— Dataset extract —
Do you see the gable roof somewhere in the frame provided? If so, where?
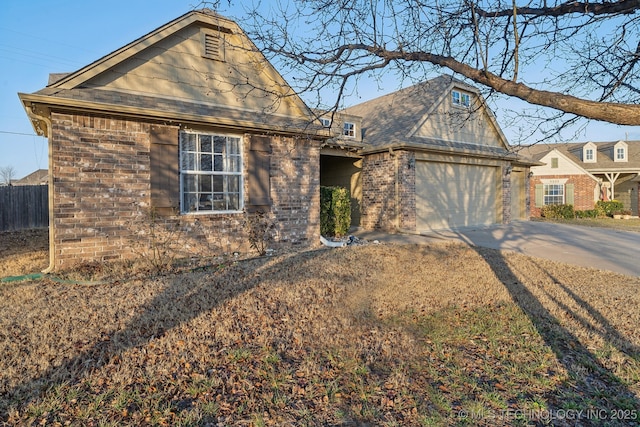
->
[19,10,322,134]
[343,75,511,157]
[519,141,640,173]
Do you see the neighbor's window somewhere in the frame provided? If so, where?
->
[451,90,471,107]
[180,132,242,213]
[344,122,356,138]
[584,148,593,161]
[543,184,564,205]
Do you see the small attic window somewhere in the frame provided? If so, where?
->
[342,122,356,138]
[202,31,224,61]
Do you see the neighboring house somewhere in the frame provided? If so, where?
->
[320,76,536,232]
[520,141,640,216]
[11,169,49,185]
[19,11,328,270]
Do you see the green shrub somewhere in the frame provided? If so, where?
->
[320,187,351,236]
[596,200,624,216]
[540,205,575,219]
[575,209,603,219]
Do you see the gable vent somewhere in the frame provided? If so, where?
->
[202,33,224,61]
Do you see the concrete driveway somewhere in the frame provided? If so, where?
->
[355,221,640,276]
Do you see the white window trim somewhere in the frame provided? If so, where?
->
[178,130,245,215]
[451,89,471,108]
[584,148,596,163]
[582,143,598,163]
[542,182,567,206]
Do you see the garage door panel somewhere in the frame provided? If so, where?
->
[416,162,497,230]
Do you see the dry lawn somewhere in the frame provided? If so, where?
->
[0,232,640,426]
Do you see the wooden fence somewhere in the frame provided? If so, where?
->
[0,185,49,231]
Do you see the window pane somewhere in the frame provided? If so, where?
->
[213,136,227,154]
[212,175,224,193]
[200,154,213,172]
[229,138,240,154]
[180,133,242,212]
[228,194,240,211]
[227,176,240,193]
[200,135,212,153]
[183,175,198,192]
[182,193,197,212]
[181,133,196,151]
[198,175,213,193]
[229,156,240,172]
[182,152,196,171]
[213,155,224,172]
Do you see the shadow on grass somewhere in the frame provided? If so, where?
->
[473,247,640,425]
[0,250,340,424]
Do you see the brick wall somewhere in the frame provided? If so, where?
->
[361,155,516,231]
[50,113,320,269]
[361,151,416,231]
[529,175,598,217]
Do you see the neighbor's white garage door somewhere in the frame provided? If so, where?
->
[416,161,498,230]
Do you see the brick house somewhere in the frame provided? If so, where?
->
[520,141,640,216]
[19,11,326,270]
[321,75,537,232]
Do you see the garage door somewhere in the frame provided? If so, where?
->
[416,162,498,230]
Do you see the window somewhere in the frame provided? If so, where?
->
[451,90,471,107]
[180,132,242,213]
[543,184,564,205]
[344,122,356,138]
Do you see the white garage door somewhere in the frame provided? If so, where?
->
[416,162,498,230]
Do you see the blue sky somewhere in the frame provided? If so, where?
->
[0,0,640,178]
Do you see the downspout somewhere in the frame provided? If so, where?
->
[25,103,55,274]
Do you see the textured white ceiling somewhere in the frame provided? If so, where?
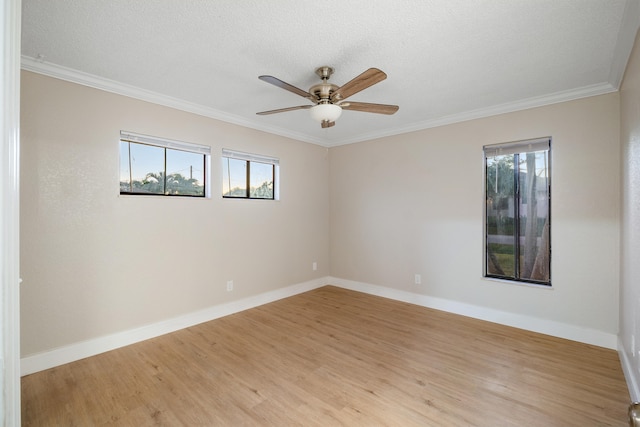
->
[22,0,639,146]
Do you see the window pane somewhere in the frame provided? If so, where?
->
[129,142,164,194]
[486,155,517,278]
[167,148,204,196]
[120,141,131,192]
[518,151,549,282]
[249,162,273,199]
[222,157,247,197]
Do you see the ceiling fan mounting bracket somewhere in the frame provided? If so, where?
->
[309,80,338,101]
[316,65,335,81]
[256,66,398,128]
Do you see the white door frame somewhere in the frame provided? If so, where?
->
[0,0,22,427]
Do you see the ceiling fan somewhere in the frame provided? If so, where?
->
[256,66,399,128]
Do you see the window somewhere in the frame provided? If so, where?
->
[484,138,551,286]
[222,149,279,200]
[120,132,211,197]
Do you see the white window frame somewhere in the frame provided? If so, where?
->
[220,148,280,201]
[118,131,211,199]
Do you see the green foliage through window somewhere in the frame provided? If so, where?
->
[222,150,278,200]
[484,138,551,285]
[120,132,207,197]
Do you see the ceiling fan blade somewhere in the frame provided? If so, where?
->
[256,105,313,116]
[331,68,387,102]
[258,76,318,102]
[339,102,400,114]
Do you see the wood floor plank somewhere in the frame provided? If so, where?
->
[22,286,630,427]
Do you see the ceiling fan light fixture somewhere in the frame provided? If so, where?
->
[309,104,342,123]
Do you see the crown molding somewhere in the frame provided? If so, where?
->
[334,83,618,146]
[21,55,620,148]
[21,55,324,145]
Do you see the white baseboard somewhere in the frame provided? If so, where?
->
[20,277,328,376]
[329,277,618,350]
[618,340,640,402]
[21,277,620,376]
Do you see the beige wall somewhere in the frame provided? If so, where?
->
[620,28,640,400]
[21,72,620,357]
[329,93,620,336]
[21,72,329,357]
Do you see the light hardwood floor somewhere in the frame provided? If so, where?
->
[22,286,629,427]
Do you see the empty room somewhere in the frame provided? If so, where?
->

--

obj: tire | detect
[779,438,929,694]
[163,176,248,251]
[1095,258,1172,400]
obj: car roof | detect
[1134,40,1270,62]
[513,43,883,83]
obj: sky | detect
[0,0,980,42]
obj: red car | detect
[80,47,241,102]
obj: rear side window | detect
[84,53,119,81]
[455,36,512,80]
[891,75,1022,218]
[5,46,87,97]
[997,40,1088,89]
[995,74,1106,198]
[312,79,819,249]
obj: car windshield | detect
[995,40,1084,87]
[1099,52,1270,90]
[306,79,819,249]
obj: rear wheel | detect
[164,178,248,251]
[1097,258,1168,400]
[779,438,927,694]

— Stated exercise —
Could you copy the items from the line with "Do you see the ceiling fan blade" up to and including the line with "[21,277,620,376]", keeping the requests unchanged, and multiply each box coordinate in the answers by 2.15, rounding to whole numbers with halves rounded up?

— Solved problem —
Do you see the ceiling fan blade somewhere in the frame provided? If so, where?
->
[550,226,673,249]
[712,146,832,219]
[555,163,684,219]
[729,219,860,245]
Do you see the wood floor plank somewhere in the frame provided? If so, where?
->
[47,615,1355,918]
Do you see the ceiling fan light fixture somewhere in the frame provided? If so, where?
->
[664,224,735,264]
Do you see the crown molding somewhere in the frame provided? If so, where?
->
[718,178,1329,314]
[45,118,1333,318]
[45,118,697,312]
Do you see the white baseboard somewhere in the frame provided? If so, where?
->
[43,596,705,808]
[707,596,1329,753]
[1329,731,1376,864]
[45,596,1333,808]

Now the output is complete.